WHAT YOU ARE ASKED TO DO: Your task is to print all of the data below exactly, with no pictures included.

Start of Block

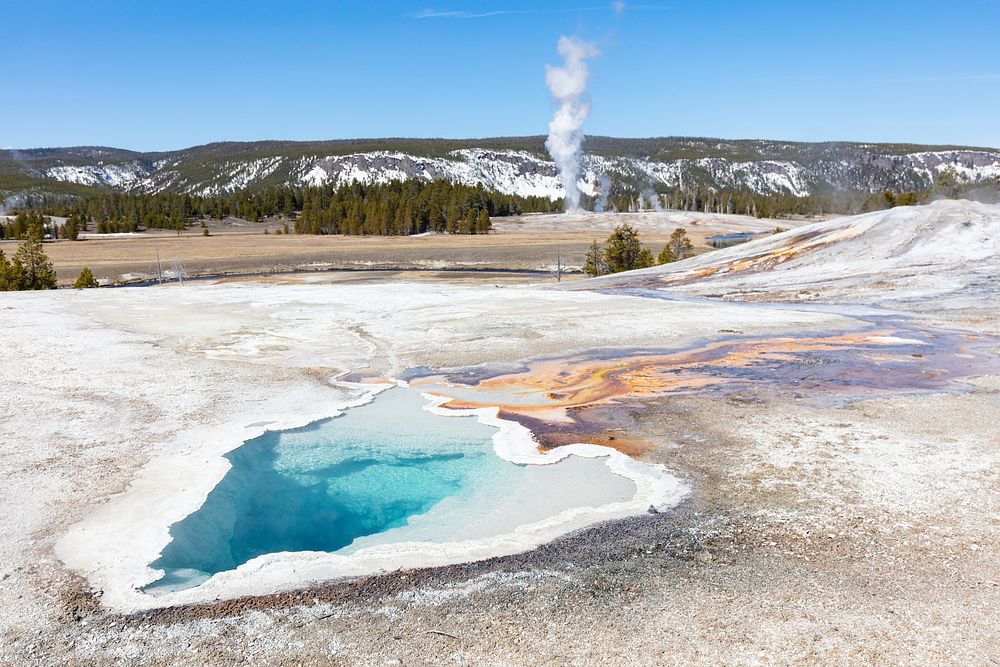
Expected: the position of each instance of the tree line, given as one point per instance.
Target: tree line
(389, 209)
(622, 251)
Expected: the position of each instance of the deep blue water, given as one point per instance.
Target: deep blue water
(321, 487)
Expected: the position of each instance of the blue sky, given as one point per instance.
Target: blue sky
(157, 74)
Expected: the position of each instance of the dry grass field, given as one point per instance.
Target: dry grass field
(524, 243)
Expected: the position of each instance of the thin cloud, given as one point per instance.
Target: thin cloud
(617, 7)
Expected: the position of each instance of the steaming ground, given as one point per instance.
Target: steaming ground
(860, 533)
(530, 245)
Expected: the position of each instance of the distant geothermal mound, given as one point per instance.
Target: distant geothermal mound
(915, 254)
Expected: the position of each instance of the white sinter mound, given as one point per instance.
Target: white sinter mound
(917, 255)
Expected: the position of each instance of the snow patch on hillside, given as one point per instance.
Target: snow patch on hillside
(121, 175)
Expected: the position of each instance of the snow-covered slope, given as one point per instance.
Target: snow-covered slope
(760, 167)
(916, 254)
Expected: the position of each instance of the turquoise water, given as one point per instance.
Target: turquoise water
(321, 487)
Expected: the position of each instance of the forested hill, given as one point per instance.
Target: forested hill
(509, 165)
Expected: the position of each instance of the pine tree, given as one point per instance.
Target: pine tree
(594, 264)
(624, 252)
(679, 245)
(33, 267)
(666, 256)
(6, 274)
(484, 224)
(86, 280)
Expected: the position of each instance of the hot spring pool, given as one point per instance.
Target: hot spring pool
(383, 473)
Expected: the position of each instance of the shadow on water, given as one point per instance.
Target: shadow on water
(320, 487)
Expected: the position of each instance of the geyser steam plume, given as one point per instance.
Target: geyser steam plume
(568, 85)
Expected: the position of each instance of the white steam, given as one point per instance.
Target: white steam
(568, 85)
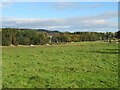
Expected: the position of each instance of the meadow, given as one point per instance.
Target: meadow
(73, 65)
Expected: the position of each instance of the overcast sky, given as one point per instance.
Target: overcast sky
(62, 16)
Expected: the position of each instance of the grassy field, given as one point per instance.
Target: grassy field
(74, 65)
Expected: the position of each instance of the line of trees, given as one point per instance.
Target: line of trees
(27, 37)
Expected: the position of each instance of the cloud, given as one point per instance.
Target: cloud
(75, 5)
(101, 22)
(6, 4)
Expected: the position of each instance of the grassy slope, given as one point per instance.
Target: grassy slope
(84, 65)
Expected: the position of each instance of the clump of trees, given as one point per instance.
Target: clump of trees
(27, 37)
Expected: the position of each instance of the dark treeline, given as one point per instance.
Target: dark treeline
(36, 37)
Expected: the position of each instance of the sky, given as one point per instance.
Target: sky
(61, 16)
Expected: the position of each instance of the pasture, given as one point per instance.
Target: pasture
(74, 65)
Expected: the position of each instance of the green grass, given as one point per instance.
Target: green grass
(74, 65)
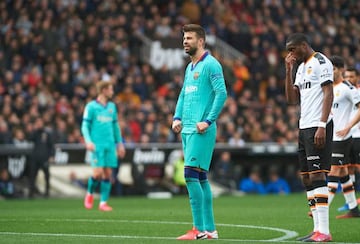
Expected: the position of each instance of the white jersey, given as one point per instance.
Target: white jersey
(355, 131)
(345, 98)
(310, 77)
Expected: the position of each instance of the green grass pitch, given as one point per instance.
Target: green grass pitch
(245, 219)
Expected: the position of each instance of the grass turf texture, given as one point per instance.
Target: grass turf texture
(246, 219)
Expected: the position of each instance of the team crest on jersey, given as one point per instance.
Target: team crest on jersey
(309, 70)
(196, 75)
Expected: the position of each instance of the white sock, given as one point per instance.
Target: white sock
(310, 197)
(331, 185)
(322, 209)
(349, 194)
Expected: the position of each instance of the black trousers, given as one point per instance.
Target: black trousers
(35, 166)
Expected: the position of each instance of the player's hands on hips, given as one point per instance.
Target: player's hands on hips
(90, 146)
(201, 127)
(342, 133)
(121, 150)
(176, 126)
(320, 138)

End of Block

RESULT BELOW:
Expected: the position of each instance of the tree line, given as one point per instance.
Target: tree line
(389, 209)
(622, 251)
Expected: the position of each instance of the deep blue water, given as one point per instance.
Target: deep blue water
(321, 487)
Expected: the position of each instance of the blue sky, given as one point per instance.
Target: blue sky
(157, 74)
Expected: the position of each instance of the dry grass field, given as one point per instance.
Target: dry grass field
(524, 243)
Expected: the position of each instance of the thin cloud, given as one point per instance.
Target: thin cloud
(617, 7)
Expected: the position of each instance of the steaming ground, given as one point per instance.
Target: steaming ground
(860, 533)
(530, 245)
Expected: the position of each instance of the distant geothermal mound, given as one point per instance.
Target: distant geothermal mound
(915, 254)
Expected: the position of each instance of the white sinter mound, given as one point per instance.
Target: white sinter mound
(917, 255)
Expected: the position of each instance of the snow patch on hillside, given as one point per instance.
Target: snow patch on hillside
(121, 175)
Expected: the position of each instance of the snow-covered slope, given as one point per instance.
Target: snow-covered slope
(760, 167)
(916, 254)
Expected: the position of each instance of the turquoise water, given as one point per instance.
Target: turquoise water
(321, 487)
Expected: the position of each instance of the forested hill, given as one point per instance.
Target: forested hill
(509, 165)
Expected: the position of each instance of the pine tree, given as one point per instance.
Target: pine tree
(594, 264)
(624, 252)
(679, 245)
(33, 267)
(666, 256)
(6, 274)
(484, 224)
(86, 280)
Expected: the position of each instance of the hot spring pool, given as one point per instance.
Target: hot spring pool
(383, 473)
Expected: the position of each instance of the shadow on water, given as one point per instance.
Target: shadow on water
(320, 487)
Expected: the position of each instance of the geyser steam plume, given as one point per instance.
Target: geyser steam plume
(568, 85)
Expected: the position of each instance of the white steam, given as one point per instance.
Target: white steam
(568, 85)
Expected: the position of each instance of the meadow, given as one point per instance.
Target: meadow
(73, 65)
Expected: the position of each instance of the overcast sky, given as one point per instance.
Target: overcast sky
(62, 16)
Expected: the position of each instance of the grassy field, given as one point per instance.
Target: grassy field
(74, 65)
Expected: the position of each instance of the line of trees, given as one point per instance.
Target: line of trees
(27, 37)
Expected: the position of each instance of the cloud, given as one point per instance.
Target: cloud
(75, 5)
(101, 22)
(6, 4)
Expected: the position of each instance of the grassy slope, given as one point per instance.
Target: grassy slope
(84, 65)
Expected: the position of each instance of the clump of trees, given as one point per instance.
Target: clump of trees
(27, 37)
Expected: the position of each instance of the dark treeline, given as one point per instance.
Target: dark treeline
(36, 37)
Expected: the position of each instance of the sky, given as one point per instance.
Target: sky
(61, 16)
Expected: the position of each instance of the pasture, given as one point per instance.
Target: pasture
(74, 65)
Expected: the position of each instance of the green grass, given as one point per instance.
Target: green grass
(74, 65)
Expected: the position of each instance of the white jersey, given as one point per instance.
Target: white jersey
(355, 131)
(345, 98)
(310, 77)
Expected: the position of each instance of the green grass pitch, given as one point per instance.
Target: green grass pitch
(245, 219)
Expected: the position of each instance of the grass turf texture, given as one point per instance.
Target: grass turf texture
(246, 219)
Expected: the position of each instance of the team crest on jersey, given as one point per instance.
Target: team crest on jersey
(309, 70)
(196, 75)
Expected: the position of each instance of the white sock, given as one point per instance.
Target: white sock
(310, 197)
(331, 185)
(322, 209)
(349, 194)
Expected: the position of each instance of the black trousers, given as one point per instance.
Target: black trousers
(35, 166)
Expected: the position of each instance of the player's hands on hips, given as one point per instance.
Target: player's hands on hips
(90, 146)
(201, 127)
(342, 133)
(121, 150)
(176, 126)
(320, 138)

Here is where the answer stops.